Dataset excerpt
+++
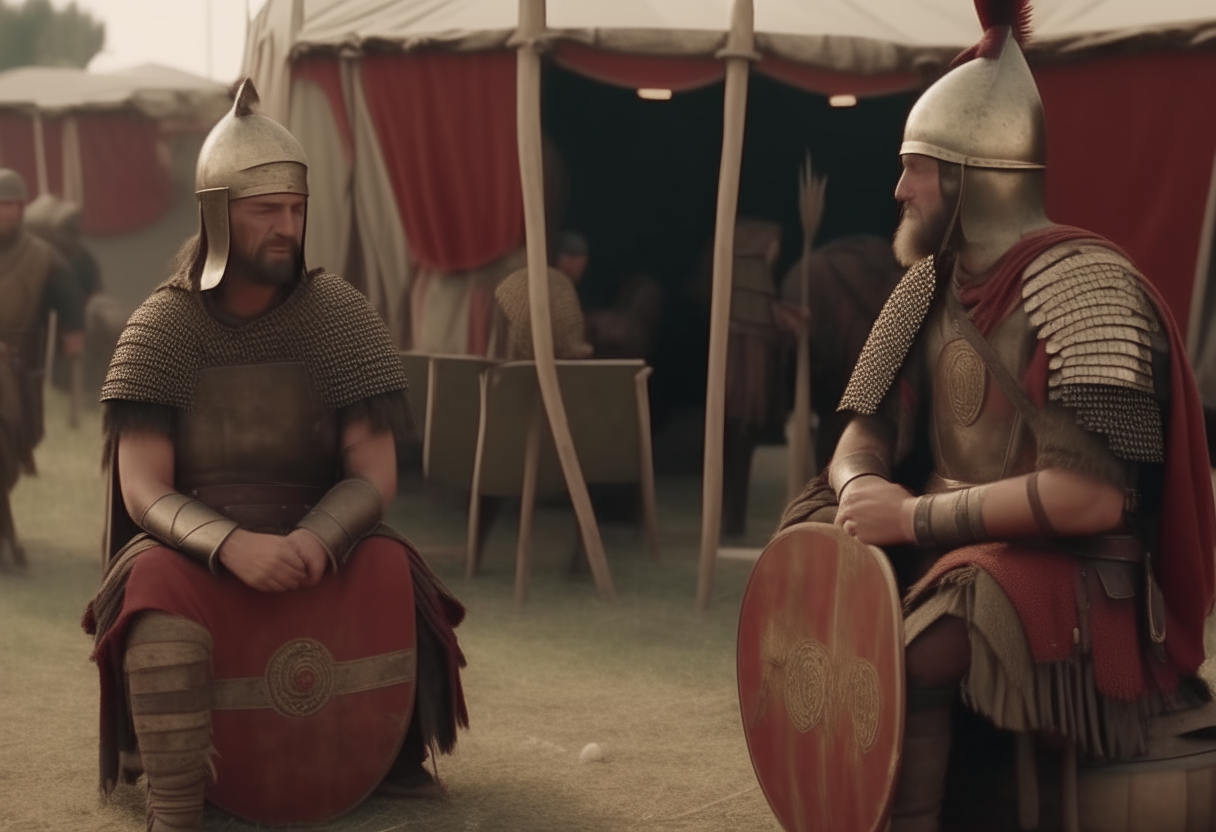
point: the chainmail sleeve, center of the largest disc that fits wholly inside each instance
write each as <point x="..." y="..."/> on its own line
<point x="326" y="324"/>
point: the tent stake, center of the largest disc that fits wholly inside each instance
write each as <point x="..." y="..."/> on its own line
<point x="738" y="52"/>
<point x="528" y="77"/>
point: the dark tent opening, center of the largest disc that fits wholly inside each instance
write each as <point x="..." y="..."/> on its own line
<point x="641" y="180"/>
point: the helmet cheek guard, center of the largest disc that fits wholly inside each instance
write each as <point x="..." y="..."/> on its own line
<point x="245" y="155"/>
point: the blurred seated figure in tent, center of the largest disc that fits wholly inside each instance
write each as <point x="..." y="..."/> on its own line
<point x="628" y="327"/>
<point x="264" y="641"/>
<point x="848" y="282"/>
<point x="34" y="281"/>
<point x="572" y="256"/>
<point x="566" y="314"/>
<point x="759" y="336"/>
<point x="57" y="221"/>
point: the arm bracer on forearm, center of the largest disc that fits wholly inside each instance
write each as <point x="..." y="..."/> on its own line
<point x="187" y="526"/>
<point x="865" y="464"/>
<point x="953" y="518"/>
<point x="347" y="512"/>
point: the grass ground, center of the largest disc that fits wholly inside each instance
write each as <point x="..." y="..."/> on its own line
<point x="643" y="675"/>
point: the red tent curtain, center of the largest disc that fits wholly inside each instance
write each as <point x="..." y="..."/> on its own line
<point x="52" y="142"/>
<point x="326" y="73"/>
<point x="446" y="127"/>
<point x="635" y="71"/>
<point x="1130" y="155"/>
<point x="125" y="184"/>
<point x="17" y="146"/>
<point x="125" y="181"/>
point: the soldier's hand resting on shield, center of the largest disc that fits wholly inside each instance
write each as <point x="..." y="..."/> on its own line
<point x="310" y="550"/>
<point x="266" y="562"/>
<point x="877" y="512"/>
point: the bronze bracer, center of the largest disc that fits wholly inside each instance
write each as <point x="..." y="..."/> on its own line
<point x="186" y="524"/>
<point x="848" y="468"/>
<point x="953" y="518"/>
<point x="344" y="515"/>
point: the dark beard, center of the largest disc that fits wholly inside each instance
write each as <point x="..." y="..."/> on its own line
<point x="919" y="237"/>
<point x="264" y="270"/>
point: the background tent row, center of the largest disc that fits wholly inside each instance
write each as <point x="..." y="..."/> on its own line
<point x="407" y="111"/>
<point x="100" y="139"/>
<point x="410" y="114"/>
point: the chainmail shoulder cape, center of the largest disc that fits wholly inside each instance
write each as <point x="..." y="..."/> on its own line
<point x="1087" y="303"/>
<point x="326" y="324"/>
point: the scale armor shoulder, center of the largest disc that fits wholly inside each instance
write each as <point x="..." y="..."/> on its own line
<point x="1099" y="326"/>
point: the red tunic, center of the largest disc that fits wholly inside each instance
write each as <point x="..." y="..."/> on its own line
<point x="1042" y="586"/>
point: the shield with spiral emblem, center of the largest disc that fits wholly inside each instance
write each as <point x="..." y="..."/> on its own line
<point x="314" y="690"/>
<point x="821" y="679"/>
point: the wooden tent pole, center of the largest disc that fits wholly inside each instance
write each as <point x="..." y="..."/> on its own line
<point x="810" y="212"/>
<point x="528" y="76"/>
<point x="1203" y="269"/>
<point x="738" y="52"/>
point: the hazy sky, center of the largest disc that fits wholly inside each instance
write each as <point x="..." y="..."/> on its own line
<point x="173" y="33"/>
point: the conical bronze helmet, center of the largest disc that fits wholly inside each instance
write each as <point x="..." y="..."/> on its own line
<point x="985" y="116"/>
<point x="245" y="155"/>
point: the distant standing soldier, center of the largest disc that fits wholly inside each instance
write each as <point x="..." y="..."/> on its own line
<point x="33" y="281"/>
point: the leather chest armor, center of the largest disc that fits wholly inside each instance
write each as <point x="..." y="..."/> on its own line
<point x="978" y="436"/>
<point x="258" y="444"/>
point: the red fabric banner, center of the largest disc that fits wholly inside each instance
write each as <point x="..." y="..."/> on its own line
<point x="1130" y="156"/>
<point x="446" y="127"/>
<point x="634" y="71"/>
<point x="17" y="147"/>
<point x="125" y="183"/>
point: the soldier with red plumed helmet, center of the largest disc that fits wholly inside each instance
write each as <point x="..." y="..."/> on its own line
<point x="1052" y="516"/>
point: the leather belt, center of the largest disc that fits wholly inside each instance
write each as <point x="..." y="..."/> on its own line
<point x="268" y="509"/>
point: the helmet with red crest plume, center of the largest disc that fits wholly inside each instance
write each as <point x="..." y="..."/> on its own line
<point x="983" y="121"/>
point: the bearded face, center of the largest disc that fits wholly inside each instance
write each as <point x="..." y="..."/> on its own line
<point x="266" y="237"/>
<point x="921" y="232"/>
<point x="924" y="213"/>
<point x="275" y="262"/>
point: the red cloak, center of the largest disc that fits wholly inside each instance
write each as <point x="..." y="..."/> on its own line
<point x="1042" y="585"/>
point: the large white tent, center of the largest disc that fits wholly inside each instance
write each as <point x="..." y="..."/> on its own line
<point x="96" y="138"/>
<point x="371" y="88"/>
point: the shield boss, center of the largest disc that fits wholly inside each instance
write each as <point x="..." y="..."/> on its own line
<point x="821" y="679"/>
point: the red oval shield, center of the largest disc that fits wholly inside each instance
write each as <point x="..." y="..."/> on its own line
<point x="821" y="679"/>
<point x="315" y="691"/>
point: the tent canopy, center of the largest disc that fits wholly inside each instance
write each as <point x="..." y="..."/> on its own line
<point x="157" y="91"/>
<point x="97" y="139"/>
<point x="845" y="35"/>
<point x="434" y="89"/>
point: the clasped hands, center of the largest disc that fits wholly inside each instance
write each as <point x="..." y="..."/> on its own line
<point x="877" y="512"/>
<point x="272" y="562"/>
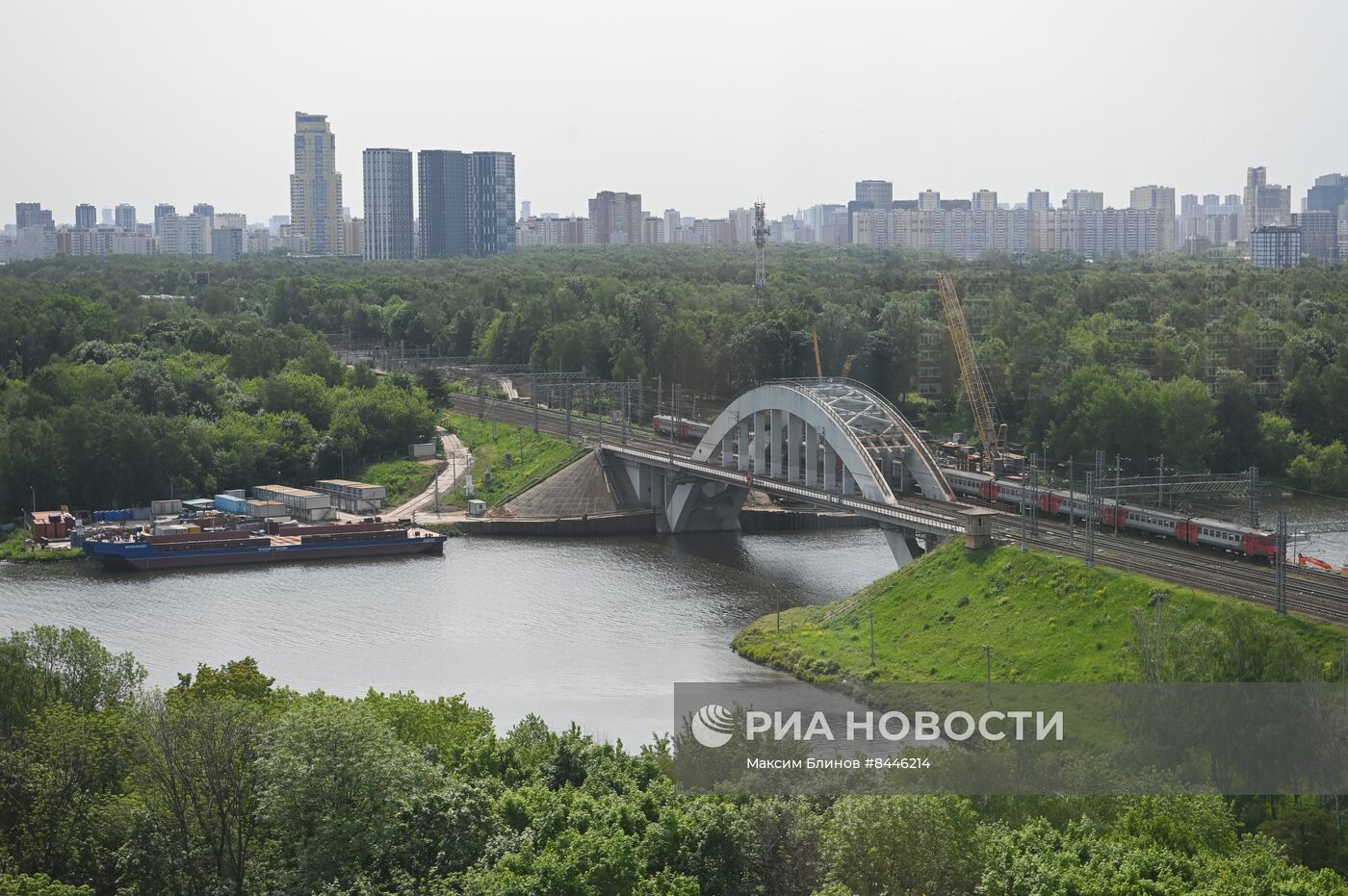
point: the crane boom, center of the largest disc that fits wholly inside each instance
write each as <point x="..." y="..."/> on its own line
+++
◆ Exercise objective ◆
Reproduce all of the entries above line for line, leaving out the pictures.

◆ Response for this exercise ◆
point: the chainmail sleeve, center of the largest disc that fits wholly inside each instance
write each as <point x="..." y="..."/> on its own line
<point x="326" y="324"/>
point: the tent stake, center of the largest disc that fits wholly inside each instance
write each as <point x="..." y="..."/> on its own line
<point x="738" y="52"/>
<point x="528" y="77"/>
point: the dark tent opening, center of the largest disc that fits wholly inside each instance
write each as <point x="..." y="..."/> on its own line
<point x="641" y="180"/>
point: the helmet cheek guard, center of the largest disc that fits wholly inside each instance
write each as <point x="..." y="..."/> on its own line
<point x="245" y="155"/>
point: the blurred seated figure in tent, center of the largest disc that fits wholly inside each instance
write each as <point x="..." y="..."/> on its own line
<point x="628" y="327"/>
<point x="264" y="641"/>
<point x="848" y="282"/>
<point x="34" y="281"/>
<point x="572" y="256"/>
<point x="566" y="314"/>
<point x="759" y="336"/>
<point x="57" y="221"/>
point: the arm bracer on forearm, center of the largest disc that fits wholly inside each instance
write each as <point x="..." y="..."/> on its own line
<point x="187" y="526"/>
<point x="865" y="464"/>
<point x="953" y="518"/>
<point x="347" y="512"/>
point: the grass ground, center of the largest disc that fits wholly inside each instance
write each as <point x="..." y="..."/> on its own line
<point x="643" y="675"/>
point: the red tent curtain, center of the largest disc that fits wholly inside each instance
write each as <point x="..." y="..."/> on its own line
<point x="52" y="142"/>
<point x="326" y="73"/>
<point x="446" y="127"/>
<point x="635" y="71"/>
<point x="1130" y="155"/>
<point x="125" y="184"/>
<point x="17" y="146"/>
<point x="125" y="181"/>
point: the soldier's hand resting on shield, center of the largest disc that fits wholly inside each instance
write each as <point x="..." y="..."/> on its own line
<point x="310" y="550"/>
<point x="266" y="562"/>
<point x="877" y="512"/>
point: the bronze bracer, center of the largest disc that fits wholly inside each instance
write each as <point x="..." y="..."/> on its own line
<point x="186" y="524"/>
<point x="848" y="468"/>
<point x="953" y="518"/>
<point x="344" y="515"/>
point: the dark beard, center of the largest disc that fits wholly inside each instance
write each as <point x="..." y="..."/> on its own line
<point x="919" y="237"/>
<point x="264" y="270"/>
point: the background tent row, center of the largest disc that fits wholly inside each instance
write each as <point x="..." y="..."/> on its own line
<point x="407" y="111"/>
<point x="100" y="139"/>
<point x="410" y="114"/>
point: the chainmail shoulder cape, center of the largest disc that fits wholly inside each instance
write each as <point x="..." y="..."/> on its own line
<point x="1087" y="303"/>
<point x="326" y="324"/>
point: the scale armor shoulder, center of the largest disc that fits wholly inside each instance
write each as <point x="..." y="..."/> on its own line
<point x="1099" y="326"/>
point: the red tunic, center of the largest disc that fits wholly inside each instance
write each as <point x="..." y="..."/> on its own line
<point x="1042" y="586"/>
point: the shield with spiral emblem, center of the largest disc that fits wholly inside each instance
write each as <point x="..." y="..."/> on its own line
<point x="314" y="690"/>
<point x="821" y="679"/>
point: the wooden tent pole, center of the largest disc that fits wholly inside each instance
write each as <point x="..." y="..."/> on its own line
<point x="810" y="212"/>
<point x="528" y="76"/>
<point x="1203" y="269"/>
<point x="738" y="52"/>
point: the hazy sky, center of the largest disc that fits wholly inside each instance
write each as <point x="..." y="..."/> on its own line
<point x="173" y="33"/>
point: the conical bronze helmet, center of the largest disc that fits wholly inside each instance
write each as <point x="..." y="..."/> on its own line
<point x="985" y="116"/>
<point x="245" y="155"/>
point: the distant standing soldier, center of the largest disc that fits wholly inside each instance
write each as <point x="..." y="..."/> on its own line
<point x="33" y="281"/>
point: the leather chest armor, center of the largest disc that fits wholly inside each instance
write each as <point x="..." y="..."/> on its own line
<point x="978" y="436"/>
<point x="258" y="444"/>
point: the red fabric banner, center of the largest disc that fits wholly inside each instance
write each as <point x="..." y="..."/> on its own line
<point x="1130" y="156"/>
<point x="446" y="127"/>
<point x="634" y="71"/>
<point x="17" y="147"/>
<point x="125" y="183"/>
point: the soldier with red plumed helmet, center of the largest disc that fits wholly inside each instance
write each as <point x="..." y="..."/> on its own line
<point x="1052" y="516"/>
point: the leather belt, center of the largest disc that fits wholly inside each instance
write each as <point x="..." y="..."/> on its own line
<point x="268" y="509"/>
point: the helmet with red crest plume, center of the largest disc that fits wholly inside each instance
write each as <point x="..." y="..."/> on its own line
<point x="983" y="121"/>
point: the bearded face, center of the largest disc that fits wholly inside each instance
write each as <point x="..." y="..."/> on its own line
<point x="266" y="237"/>
<point x="921" y="232"/>
<point x="924" y="213"/>
<point x="275" y="262"/>
point: the red cloak, center of the largest disc that fits wholly inside each instance
write each as <point x="..." y="..."/> on its own line
<point x="1042" y="585"/>
point: the large white tent, center of the largest disc that fits wholly inside each instance
write each as <point x="..." y="..."/> on its own line
<point x="96" y="138"/>
<point x="371" y="88"/>
point: the shield boss, center of the largest disc that fits wholly inside each instance
write each as <point x="..." y="..."/> on its own line
<point x="821" y="679"/>
point: the red oval shield, center of the largest disc that fits wholly inside each instance
write each as <point x="..." y="..."/> on its own line
<point x="821" y="679"/>
<point x="315" y="691"/>
point: the tent canopy, center of the largest disc that fits wholly inside each instance
write each as <point x="..." y="..."/> on its own line
<point x="157" y="91"/>
<point x="97" y="139"/>
<point x="845" y="35"/>
<point x="434" y="89"/>
point: the clasped hands, center of the largest disc that fits wholly inside each instance
write each as <point x="..." y="..."/> on its own line
<point x="877" y="512"/>
<point x="272" y="562"/>
point: the crane boom, center of the largest disc that fits wholly inside each instance
write each as <point x="..." y="..."/> on its own line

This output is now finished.